▶ _What you have to do_
Set down again exactly the lines of the listing below that fall between the line holding "Task: annotation of the orange long-sleeved shirt on the man in" and the line holding "Task: annotation of the orange shirt", inclusive.

(Beginning of Data in this exercise)

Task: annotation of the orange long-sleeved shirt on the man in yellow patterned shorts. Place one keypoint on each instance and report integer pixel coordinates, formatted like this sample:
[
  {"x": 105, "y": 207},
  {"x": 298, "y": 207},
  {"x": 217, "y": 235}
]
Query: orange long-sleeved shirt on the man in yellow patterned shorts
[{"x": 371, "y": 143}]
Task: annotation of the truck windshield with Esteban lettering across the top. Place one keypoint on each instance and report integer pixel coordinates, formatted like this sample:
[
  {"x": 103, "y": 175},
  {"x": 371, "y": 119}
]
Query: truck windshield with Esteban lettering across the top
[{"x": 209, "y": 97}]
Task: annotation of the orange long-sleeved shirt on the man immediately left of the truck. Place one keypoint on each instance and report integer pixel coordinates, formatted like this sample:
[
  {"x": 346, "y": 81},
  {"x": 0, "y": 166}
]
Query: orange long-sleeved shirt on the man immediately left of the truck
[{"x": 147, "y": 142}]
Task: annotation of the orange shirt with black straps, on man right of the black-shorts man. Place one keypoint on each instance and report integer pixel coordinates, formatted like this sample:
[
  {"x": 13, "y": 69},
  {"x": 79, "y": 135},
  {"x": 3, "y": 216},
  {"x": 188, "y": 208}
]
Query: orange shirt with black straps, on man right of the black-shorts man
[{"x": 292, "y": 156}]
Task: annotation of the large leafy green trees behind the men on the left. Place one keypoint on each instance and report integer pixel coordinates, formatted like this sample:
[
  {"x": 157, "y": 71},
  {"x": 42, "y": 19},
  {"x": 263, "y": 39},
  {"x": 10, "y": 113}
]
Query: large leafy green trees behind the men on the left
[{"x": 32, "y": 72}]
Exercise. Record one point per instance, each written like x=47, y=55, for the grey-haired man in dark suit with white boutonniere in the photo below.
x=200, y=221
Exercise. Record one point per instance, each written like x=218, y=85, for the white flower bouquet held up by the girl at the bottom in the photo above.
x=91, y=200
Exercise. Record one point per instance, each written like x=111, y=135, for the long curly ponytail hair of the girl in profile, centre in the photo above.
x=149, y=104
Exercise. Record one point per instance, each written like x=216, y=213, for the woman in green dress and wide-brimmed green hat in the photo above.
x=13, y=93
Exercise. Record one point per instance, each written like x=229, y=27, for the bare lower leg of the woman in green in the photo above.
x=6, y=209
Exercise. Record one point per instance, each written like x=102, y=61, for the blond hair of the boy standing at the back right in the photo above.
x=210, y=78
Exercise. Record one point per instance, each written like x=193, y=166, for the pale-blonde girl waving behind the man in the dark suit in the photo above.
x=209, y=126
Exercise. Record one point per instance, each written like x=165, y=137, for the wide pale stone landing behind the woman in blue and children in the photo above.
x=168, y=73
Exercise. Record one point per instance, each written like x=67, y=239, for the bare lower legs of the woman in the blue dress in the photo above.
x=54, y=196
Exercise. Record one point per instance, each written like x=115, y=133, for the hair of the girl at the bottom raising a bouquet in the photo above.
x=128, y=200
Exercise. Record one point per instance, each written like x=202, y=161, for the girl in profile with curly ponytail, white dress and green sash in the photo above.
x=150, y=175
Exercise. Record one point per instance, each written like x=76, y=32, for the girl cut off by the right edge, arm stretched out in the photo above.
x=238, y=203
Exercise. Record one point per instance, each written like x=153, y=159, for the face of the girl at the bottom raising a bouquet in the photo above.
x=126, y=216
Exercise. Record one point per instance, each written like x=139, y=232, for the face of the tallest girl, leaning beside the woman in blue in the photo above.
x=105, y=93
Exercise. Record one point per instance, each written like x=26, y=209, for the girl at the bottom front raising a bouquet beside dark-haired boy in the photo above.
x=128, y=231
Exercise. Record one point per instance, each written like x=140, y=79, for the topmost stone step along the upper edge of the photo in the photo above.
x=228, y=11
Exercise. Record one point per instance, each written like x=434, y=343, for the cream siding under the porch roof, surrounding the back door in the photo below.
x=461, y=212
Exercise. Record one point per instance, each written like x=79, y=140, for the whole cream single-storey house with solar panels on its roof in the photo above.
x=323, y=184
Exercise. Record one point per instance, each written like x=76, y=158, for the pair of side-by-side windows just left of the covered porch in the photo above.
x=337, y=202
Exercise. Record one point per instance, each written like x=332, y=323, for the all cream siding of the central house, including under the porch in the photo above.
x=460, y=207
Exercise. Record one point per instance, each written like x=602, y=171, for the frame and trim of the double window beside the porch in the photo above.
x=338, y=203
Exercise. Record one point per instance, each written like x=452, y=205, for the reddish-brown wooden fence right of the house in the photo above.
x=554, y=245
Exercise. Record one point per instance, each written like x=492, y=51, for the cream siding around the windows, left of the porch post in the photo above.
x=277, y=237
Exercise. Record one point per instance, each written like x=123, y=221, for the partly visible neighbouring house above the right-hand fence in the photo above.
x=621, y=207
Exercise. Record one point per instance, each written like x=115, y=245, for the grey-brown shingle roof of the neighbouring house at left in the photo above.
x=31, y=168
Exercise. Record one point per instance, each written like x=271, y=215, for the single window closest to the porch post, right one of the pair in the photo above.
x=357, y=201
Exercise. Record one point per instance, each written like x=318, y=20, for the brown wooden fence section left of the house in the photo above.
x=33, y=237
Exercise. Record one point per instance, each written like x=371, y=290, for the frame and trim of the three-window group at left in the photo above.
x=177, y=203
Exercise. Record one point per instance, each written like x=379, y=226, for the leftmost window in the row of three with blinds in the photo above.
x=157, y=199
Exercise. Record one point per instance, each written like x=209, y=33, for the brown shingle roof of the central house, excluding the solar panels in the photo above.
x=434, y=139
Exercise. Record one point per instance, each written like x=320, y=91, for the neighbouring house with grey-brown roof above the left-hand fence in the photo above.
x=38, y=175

(End of Data in this exercise)
(Beginning of Data in this exercise)

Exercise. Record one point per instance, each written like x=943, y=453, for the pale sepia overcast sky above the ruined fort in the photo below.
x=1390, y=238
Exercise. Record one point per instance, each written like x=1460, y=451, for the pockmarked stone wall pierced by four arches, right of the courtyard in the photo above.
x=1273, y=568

(End of Data in this exercise)
(Beginning of Data in this exercise)

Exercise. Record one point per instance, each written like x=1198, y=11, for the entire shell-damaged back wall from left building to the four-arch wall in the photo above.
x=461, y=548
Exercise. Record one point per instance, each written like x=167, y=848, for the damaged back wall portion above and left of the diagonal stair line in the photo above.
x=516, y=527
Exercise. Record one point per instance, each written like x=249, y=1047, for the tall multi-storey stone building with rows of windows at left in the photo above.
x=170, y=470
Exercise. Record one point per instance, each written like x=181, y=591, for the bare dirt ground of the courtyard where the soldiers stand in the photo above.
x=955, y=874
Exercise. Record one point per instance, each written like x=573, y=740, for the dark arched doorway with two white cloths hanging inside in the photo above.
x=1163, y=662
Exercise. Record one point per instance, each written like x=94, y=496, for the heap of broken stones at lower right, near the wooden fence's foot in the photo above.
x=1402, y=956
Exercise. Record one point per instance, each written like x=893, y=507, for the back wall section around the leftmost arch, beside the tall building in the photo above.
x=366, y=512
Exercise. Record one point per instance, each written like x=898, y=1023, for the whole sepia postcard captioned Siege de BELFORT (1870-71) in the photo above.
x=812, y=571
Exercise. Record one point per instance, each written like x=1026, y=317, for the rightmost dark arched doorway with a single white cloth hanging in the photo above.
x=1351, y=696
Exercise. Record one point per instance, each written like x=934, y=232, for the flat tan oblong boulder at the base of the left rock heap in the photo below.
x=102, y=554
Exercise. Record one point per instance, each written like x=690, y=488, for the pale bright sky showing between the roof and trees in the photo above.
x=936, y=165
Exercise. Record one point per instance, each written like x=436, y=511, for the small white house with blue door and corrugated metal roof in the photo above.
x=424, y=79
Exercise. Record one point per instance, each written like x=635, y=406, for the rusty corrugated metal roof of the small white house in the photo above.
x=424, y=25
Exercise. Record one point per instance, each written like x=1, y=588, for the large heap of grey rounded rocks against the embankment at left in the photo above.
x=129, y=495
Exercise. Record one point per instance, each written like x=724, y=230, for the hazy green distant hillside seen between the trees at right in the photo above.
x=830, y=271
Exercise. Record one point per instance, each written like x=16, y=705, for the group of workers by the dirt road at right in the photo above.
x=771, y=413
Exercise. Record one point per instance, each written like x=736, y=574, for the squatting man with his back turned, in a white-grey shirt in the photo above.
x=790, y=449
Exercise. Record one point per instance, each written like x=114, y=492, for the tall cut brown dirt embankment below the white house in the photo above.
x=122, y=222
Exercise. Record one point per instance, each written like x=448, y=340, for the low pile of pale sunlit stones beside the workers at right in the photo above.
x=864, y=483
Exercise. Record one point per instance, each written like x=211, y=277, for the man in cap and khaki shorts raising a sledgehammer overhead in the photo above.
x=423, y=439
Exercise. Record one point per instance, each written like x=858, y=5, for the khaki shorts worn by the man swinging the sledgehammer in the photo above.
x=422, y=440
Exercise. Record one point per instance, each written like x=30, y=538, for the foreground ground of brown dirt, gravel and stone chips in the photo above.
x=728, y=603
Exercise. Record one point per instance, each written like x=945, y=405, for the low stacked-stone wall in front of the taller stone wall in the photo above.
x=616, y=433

(End of Data in this exercise)

▶ _Solution for this problem_
Task: annotation of the orange long-sleeved shirt on the man in yellow patterned shorts. Place one keypoint on each instance and report integer pixel coordinates, formatted like this sample:
[
  {"x": 105, "y": 207},
  {"x": 298, "y": 207},
  {"x": 217, "y": 235}
]
Query: orange long-sleeved shirt on the man in yellow patterned shorts
[{"x": 371, "y": 143}]
Task: annotation of the truck windshield with Esteban lettering across the top. Place one keypoint on each instance and report integer pixel coordinates, formatted like this sample:
[
  {"x": 103, "y": 175},
  {"x": 371, "y": 119}
]
Query: truck windshield with Esteban lettering across the top
[{"x": 209, "y": 97}]
Task: annotation of the orange long-sleeved shirt on the man immediately left of the truck. Place one keypoint on each instance and report integer pixel coordinates, formatted like this sample:
[
  {"x": 346, "y": 81},
  {"x": 0, "y": 166}
]
Query: orange long-sleeved shirt on the man immediately left of the truck
[{"x": 147, "y": 142}]
Task: annotation of the orange shirt with black straps, on man right of the black-shorts man. Place one keypoint on each instance and report integer pixel coordinates, formatted like this sample:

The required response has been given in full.